+++ SOURCE TEXT +++

Some of your advices didn't fall on deaf hears. The Texas tourism site has its navigation back with images turned off and the 'Cities and Regions' page you mentioned is now indexed.
Yee-ha Texas! Now, don't forget to take a look at your canonical versions and decide between using TravelTex.com or TravelTexas.com (yup, both domains are indexed).
Shane Pollock [16 April 2009 05:41 AM]
Good information all the way around. Thanks for posting. It is amazing that some sites still miss the basics like unique meta data for each page.
len bullard [16 April 2009 08:14 AM]
These are good techniques. A quibble:
"Make all content available outside of a login, registration form, or other input mechanism."
Temper that advice with common sense. There are many operational web sites particularly in health and other government services which must explicitly be behind registration forms and hidden from search crawlers. Don't implement Fox's advice without using common sense and reading your requirements doc.
Open systems are not the same thing as open government. Don't be fooled.
Joe McCann [16 April 2009 10:38 AM]
Nice article.
Being a UX lead on a state government app/site currently, I'm highly familiar with pretty much everything you mentioned and I agree. One thing that should be noted is that having to actualy point out using "alt" attributes in image tags or making sure links work and/or content shows up with JavaScript-enabled should be fundamental for any government website...because it's the LAW.
If a site is not Section 508 compliant, then it is in violation of the law. Period. If you're site IS Secion 508 compliant, then you can't help but be SEO-friendly. This does not obviously have anything to do all the dead links and server-side stuff you mentioned, but accessibility is and should be core to all government sites. Proper indexing and ranking is just a consequence of that.

+++

_WHAT IS NEEDED_
According to the thread, which two domains of the Texas tourism site are both indexed? The entries after this point have nothing to do with the thread.

+++ EXTRACTED RECORDS +++

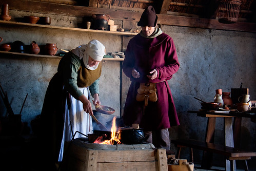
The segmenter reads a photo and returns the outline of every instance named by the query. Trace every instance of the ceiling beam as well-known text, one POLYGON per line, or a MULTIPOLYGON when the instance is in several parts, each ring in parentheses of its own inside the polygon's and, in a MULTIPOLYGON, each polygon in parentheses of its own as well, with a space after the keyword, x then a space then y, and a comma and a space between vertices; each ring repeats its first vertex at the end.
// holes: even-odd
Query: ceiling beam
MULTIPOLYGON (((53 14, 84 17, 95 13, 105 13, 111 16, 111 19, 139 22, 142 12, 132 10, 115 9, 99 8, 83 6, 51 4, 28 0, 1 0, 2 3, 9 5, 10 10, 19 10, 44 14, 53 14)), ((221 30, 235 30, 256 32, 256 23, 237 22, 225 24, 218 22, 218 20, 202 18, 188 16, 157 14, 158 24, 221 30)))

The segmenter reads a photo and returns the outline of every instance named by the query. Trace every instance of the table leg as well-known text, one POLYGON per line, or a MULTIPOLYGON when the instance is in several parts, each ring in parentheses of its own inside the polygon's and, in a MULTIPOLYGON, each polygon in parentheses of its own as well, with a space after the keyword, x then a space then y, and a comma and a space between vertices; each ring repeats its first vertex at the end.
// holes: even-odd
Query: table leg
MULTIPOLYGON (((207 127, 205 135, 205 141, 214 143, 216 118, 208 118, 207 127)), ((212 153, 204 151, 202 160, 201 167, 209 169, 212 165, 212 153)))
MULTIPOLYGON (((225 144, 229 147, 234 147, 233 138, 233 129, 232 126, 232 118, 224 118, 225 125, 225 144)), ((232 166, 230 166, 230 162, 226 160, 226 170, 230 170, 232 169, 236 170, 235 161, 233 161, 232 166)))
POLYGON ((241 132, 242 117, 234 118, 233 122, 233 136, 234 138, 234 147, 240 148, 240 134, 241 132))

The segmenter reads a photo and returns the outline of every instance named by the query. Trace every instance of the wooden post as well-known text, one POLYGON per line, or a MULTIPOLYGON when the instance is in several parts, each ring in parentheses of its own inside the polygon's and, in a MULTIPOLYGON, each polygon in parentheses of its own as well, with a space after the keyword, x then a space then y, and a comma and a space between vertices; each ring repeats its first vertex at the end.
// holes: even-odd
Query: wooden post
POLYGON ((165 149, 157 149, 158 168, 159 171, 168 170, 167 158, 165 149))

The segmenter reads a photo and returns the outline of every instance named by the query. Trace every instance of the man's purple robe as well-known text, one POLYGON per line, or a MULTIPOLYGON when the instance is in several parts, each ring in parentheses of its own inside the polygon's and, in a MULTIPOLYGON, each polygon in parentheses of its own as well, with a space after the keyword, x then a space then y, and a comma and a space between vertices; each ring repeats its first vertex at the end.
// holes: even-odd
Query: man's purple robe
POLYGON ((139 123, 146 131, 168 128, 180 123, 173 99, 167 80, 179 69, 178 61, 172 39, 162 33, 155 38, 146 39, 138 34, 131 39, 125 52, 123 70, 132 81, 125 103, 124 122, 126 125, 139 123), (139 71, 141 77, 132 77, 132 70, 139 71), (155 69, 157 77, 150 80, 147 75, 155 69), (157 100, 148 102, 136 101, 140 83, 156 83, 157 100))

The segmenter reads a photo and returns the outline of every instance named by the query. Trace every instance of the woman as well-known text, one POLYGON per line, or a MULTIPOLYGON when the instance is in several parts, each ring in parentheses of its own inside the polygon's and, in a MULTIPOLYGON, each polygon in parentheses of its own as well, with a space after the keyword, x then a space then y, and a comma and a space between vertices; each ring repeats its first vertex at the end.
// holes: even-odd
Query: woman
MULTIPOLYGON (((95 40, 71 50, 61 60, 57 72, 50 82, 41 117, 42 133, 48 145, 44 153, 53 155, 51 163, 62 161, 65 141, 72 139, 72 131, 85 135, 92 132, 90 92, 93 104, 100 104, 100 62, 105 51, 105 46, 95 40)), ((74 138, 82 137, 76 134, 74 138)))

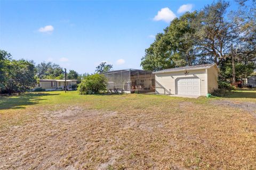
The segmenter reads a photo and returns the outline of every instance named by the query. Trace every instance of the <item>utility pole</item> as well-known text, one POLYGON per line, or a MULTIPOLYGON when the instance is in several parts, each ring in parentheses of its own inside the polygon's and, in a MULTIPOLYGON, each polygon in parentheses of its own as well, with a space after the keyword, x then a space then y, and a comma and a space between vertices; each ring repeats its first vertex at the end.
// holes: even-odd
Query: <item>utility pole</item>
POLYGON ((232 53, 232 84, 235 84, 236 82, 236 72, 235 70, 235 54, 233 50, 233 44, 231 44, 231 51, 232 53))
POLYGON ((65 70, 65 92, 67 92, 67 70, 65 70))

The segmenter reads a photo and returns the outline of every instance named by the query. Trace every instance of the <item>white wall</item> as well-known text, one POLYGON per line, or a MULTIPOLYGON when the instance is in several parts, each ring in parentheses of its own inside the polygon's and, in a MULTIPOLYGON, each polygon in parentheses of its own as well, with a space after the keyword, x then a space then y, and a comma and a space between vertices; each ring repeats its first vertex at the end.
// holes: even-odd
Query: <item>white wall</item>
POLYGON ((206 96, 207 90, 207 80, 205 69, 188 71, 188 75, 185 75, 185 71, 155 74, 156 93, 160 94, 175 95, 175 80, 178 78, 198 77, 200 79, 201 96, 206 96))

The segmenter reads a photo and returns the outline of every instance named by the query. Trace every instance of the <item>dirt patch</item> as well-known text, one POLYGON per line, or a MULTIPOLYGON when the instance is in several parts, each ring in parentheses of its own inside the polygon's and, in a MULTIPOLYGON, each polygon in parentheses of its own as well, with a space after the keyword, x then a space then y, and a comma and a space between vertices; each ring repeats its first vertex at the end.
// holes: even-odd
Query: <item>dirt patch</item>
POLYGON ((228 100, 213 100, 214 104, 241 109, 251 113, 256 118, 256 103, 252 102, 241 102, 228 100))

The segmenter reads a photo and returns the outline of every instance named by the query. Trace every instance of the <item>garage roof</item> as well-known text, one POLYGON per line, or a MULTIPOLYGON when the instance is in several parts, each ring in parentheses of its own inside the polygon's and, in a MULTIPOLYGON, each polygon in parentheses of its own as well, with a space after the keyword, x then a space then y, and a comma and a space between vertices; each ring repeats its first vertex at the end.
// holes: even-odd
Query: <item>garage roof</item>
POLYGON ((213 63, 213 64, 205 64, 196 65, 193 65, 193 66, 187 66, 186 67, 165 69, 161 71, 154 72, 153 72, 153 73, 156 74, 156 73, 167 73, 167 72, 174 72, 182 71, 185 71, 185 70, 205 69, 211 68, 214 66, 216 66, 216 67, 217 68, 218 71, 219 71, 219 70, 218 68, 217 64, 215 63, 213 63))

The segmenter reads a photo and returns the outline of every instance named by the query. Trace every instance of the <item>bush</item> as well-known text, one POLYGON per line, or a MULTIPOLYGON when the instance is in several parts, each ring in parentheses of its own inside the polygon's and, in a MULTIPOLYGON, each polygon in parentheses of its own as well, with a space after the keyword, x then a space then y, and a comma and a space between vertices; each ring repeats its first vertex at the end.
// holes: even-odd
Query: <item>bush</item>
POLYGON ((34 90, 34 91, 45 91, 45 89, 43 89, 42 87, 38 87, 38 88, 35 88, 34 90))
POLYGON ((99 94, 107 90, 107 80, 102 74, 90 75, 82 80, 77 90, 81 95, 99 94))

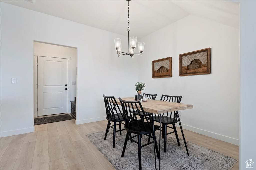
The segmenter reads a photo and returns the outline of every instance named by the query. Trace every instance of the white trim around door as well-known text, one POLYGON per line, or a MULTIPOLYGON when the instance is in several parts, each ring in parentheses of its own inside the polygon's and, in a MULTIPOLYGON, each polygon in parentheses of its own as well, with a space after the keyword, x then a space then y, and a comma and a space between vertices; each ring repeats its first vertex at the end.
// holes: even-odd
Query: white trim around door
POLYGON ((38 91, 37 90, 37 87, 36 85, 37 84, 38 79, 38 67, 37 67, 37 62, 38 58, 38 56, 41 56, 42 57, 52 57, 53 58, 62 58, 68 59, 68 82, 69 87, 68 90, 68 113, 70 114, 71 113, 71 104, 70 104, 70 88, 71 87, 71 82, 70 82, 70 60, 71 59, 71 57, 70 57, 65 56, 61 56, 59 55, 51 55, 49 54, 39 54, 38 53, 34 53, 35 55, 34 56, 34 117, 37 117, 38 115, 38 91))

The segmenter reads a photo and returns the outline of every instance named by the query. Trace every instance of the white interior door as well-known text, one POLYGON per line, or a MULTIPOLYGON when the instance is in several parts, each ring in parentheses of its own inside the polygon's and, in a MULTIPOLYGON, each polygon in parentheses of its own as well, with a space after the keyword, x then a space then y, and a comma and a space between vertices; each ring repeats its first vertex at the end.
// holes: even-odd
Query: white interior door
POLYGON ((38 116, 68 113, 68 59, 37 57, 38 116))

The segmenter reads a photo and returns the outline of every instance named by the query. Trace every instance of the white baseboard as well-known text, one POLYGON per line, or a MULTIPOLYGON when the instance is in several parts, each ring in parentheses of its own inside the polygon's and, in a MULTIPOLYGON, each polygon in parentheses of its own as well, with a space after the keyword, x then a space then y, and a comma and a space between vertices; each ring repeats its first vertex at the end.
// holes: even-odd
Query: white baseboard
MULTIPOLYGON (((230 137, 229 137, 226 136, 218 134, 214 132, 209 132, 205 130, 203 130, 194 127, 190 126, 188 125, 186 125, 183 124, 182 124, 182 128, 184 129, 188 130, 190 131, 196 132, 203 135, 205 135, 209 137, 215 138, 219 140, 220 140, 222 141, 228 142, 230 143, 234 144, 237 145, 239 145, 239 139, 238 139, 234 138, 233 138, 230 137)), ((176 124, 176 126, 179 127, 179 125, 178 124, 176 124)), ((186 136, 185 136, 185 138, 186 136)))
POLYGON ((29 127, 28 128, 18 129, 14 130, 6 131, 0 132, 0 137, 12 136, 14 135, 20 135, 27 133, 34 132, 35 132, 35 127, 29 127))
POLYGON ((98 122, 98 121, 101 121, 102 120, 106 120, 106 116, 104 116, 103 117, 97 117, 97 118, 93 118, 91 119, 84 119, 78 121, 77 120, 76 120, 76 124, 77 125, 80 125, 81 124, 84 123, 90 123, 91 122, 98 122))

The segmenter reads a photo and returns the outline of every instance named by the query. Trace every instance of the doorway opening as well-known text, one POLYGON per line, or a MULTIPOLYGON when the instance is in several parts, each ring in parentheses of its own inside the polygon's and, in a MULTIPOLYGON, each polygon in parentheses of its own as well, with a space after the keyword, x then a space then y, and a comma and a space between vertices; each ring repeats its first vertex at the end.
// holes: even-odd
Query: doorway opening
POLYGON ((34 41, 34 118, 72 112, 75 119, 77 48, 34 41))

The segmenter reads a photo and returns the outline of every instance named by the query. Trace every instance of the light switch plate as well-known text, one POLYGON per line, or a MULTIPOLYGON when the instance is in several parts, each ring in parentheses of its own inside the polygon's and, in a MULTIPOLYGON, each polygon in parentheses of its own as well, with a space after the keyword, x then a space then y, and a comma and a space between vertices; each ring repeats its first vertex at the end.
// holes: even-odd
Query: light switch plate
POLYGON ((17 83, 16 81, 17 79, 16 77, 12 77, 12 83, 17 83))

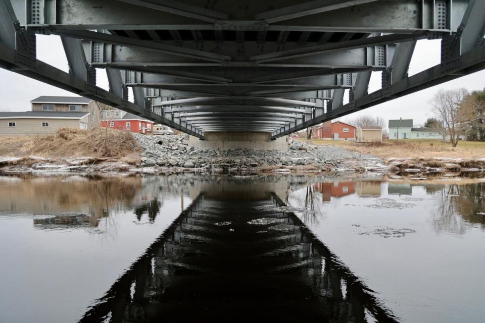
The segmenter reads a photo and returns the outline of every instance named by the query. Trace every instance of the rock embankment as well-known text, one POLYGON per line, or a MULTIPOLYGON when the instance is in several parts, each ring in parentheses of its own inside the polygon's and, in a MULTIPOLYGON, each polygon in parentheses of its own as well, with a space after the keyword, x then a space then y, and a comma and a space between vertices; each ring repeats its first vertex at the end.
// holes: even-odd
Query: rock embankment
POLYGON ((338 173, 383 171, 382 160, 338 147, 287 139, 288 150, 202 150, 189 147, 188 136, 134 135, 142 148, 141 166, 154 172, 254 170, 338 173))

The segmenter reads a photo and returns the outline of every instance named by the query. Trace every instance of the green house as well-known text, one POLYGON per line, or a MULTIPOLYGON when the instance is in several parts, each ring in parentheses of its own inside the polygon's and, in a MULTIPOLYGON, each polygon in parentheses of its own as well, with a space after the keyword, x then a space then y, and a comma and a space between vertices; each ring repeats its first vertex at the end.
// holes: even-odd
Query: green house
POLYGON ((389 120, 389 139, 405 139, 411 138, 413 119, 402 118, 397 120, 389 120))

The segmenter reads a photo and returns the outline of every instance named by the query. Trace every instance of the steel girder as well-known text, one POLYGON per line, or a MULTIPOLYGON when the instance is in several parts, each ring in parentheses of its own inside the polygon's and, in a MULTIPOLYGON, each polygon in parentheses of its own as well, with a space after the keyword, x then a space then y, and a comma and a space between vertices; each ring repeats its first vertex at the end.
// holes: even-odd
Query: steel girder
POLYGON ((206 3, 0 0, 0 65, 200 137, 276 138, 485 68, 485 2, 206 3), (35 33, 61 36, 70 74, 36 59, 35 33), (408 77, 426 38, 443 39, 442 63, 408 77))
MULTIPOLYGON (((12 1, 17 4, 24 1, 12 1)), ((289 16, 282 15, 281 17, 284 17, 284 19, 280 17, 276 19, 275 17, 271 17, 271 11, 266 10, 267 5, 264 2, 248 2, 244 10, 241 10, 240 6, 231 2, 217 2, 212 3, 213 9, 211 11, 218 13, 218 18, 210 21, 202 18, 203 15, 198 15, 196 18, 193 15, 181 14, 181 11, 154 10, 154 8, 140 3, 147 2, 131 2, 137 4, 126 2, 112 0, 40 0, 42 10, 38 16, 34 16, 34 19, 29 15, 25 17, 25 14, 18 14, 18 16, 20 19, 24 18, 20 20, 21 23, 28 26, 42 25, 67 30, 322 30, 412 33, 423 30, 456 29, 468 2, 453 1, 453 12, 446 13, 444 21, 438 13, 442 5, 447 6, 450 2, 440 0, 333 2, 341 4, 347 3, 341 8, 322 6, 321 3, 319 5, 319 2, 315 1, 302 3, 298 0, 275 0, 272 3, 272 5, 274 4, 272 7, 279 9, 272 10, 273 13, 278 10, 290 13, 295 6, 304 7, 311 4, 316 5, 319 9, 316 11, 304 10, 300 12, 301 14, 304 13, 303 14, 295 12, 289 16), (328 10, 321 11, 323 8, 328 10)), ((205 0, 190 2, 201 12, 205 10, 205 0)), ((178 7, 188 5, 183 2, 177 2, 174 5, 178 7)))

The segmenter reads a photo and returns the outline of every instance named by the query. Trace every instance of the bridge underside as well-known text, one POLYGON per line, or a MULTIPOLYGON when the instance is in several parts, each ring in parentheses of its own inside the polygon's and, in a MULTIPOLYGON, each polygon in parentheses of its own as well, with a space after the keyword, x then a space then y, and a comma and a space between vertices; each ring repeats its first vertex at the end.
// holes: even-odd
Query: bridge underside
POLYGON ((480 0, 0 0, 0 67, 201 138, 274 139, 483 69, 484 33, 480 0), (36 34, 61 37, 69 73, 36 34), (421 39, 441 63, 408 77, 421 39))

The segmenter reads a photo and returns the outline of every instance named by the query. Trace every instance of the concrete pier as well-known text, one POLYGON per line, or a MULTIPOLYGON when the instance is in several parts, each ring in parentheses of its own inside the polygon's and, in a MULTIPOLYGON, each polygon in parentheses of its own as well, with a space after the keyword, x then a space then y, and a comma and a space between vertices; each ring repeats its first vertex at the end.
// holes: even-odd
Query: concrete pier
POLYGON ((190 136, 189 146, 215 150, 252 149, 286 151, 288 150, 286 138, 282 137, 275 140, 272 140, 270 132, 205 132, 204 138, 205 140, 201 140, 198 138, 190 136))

+++

_ANSWER BELOW_
TravelTex.com and TravelTexas.com.